**Текст для изучения:**

==================================================

Поскольку спектаклей я видел в итоге немного, то помню их все более или менее хорошо. Чаще всего мы с мамой попада-262 ли на премьеры или публичные генеральные репетиции. Публика туда ходила соответствующая, театральная, то есть ее знакомые. Практически всегда мы с кем-нибудь здоровались в фойе, мама с гордостью демонстрировала меня, а потом они говорили о своем.

Но интересно: встреча, о которой пойдет речь, не связывается в моей памяти с каким-то конкретным спектаклем. Помню, что дело было во МХАТе. Скорее всего, произошло это во время зимних каникул в самом начале 1967 года. В антракте мы остались на местах. Там к маме и подошла высокая старуха царственного вида с пышной абсолютно белой шевелюрой. Не отвлекаясь на долгие вступления и не умилившись (такой большой мальчик, надо же, как время идет!), она присела на свободное кресло рядом и сразу завела с мамой какой-то серьезный разговор, сути которого я не пытался уловить: говорили они негромко, я вежливо не вслушивался. Когда после третьего звонка свет начал гаснуть, женщина сказала, что договорят они в следующем антракте, и ушла. Я спросил, кто это. Мама сказала: "Ты что, не узнал? Это – Бирман".

Серафима Германовна Бирман собиралась писать книгу. Дело это было для нее не так чтобы совсем новое: одна ее автобиографическая книга, "Путь актрисы", уже вышла за пять лет до этого. Поэтому она хорошо знала, как важен при литературной работе хороший редактор. В этом и состояла суть ее предложения.

==================================================

Собранные записи данных
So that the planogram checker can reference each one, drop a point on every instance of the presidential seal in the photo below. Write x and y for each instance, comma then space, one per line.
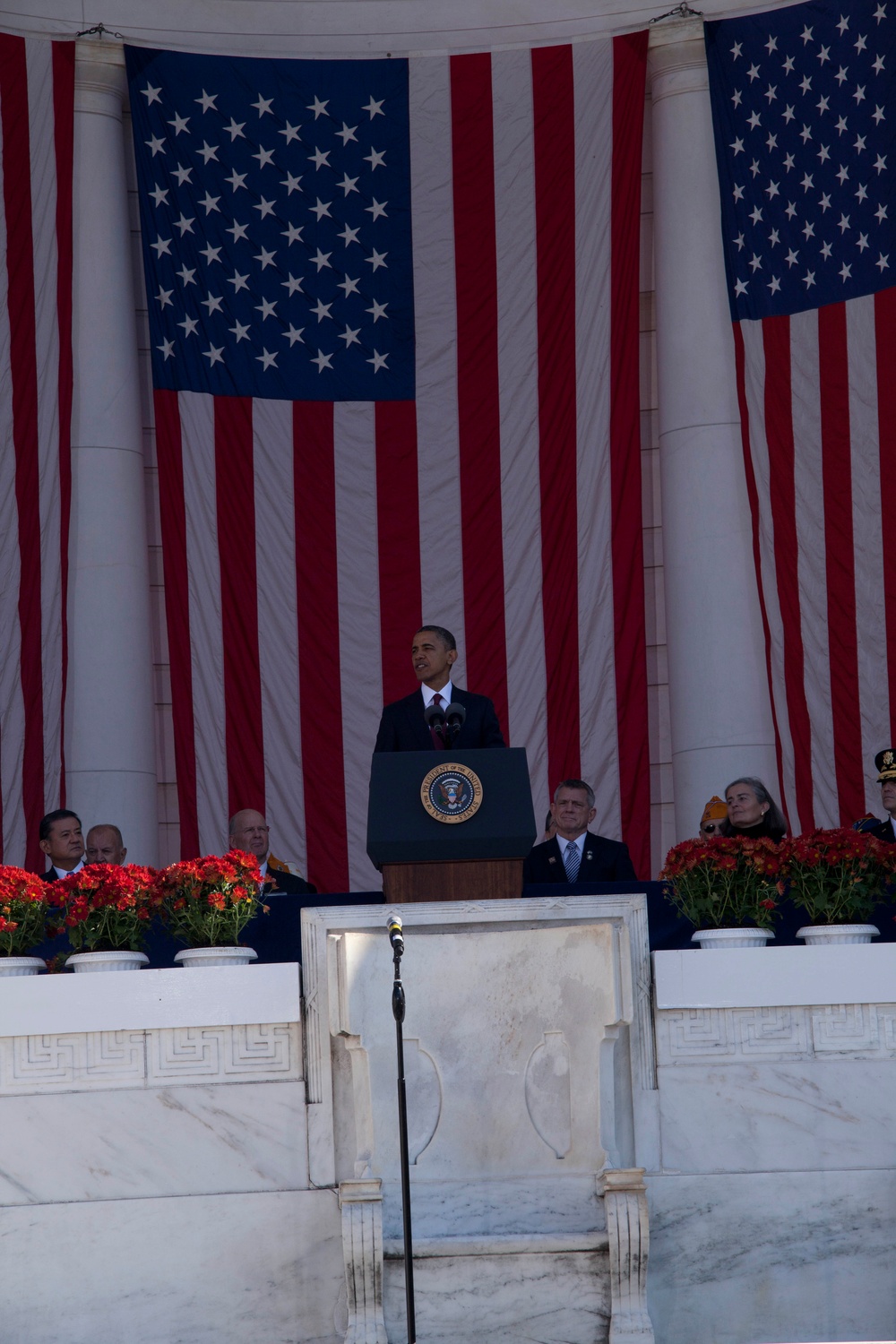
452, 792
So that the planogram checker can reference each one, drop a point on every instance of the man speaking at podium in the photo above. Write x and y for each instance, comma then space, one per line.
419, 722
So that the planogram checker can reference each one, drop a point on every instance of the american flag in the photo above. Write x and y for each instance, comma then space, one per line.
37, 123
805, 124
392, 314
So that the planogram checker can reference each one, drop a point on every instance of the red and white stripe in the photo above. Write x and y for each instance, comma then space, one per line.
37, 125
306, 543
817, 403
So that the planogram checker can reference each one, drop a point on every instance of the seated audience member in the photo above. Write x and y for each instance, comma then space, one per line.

==================================================

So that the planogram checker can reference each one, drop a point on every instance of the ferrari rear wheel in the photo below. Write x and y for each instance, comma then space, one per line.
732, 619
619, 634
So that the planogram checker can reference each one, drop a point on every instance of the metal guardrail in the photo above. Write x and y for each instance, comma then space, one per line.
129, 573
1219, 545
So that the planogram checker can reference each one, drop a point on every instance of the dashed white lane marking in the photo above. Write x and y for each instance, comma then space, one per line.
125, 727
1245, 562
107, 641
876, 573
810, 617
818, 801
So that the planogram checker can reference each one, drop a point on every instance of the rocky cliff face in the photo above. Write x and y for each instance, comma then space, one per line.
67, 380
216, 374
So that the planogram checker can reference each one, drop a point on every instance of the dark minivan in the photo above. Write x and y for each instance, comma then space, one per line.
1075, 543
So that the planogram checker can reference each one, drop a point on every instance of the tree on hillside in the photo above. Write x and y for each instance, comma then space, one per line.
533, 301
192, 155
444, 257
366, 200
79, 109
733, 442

==================================================

**Задание A:** Как называлась автобиографическая книга Бирман, которая, согласно тексту о встрече с Бирман, уже вышла раньше?
**Задание B:** Перепишите без изменений фрагмент текста о встрече с Бирман начиная со слов «Серафима Германовна Бирман» и заканчивая словами «суть ее предложения.».
**Задание C:** Продолжите текст о встрече с Бирман после его последнего предложения.

**Ответ к заданию A:** «Путь актрисы».

**Ответ к заданию B:**
Серафима Германовна Бирман собиралась писать книгу. Дело это было для нее не так чтобы совсем новое: одна ее автобиографическая книга, "Путь актрисы", уже вышла за пять лет до этого. Поэтому она хорошо знала, как важен при литературной работе хороший редактор. В этом и состояла суть ее предложения.

**Ответ к заданию C:**
Переговоры заняли больше двух месяцев. Поскольку книгу Бирман писала по договору с издательством "Искусство", то и работу редактора оплачивало оно же, и договор на редактуру надлежало заключать с ним же – советское государство не пускало денежные вопросы на самотек! В конце марта, когда все надлежащие бумаги наконец подписали, мама вечером отправилась к Серафиме Германовне домой, на улицу Грановского. В память того вечера Бирман подарила ей "Путь актрисы", сделав на титульном листе надпись:

Сегодня (29 марта 1967 года) мы, дорогая Наташа, начинаем большое дело – воспоминания моей жизни. Никола в помоги этому делу! Серафима

В последовавшие три года работа над книгой стала едва ли не главным содержанием нашей жизни. Мама бывала у Бирман (которую вскоре стала называть за глаза "Серафима" и "моя старуха") по нескольку раз в неделю. Отношения их быстро вышли за деловые рамки, а раз так – у мамы, которая годилась ей в дочери, сильно прибавилось забот. А Серафима Германовна, уж не помню по какому поводу, подарила маме два раритета – надписанный ей Константином Симоновым журнал "Знамя" и, в память о ее недавно умершем муже, подписанную ему книжку Новеллы Матвеевой.

Рядом с заглавием повести "Двадцать дней без войны" рукой Константина Михайловича написано:

Милая Серафима Германовна! Мне говорят разные люди о том что они вспоминают Вас, когда читают некоторые страницы этой повести. А я вспоминал Вас, когда писал ее. С любовью и уважением к Вам посылаю на Ваш суд. Ваш К. Симонов. 3.Х.72

Маленькая же книжечка Матвеевой "Душа вещей" подписана так:

Александру Викторовичу Таланову – на добрую память от соседки по столу, переделкинской Вашей сотрапез-ницы – Новеллы Матвеевой.

18 окт. 67 г.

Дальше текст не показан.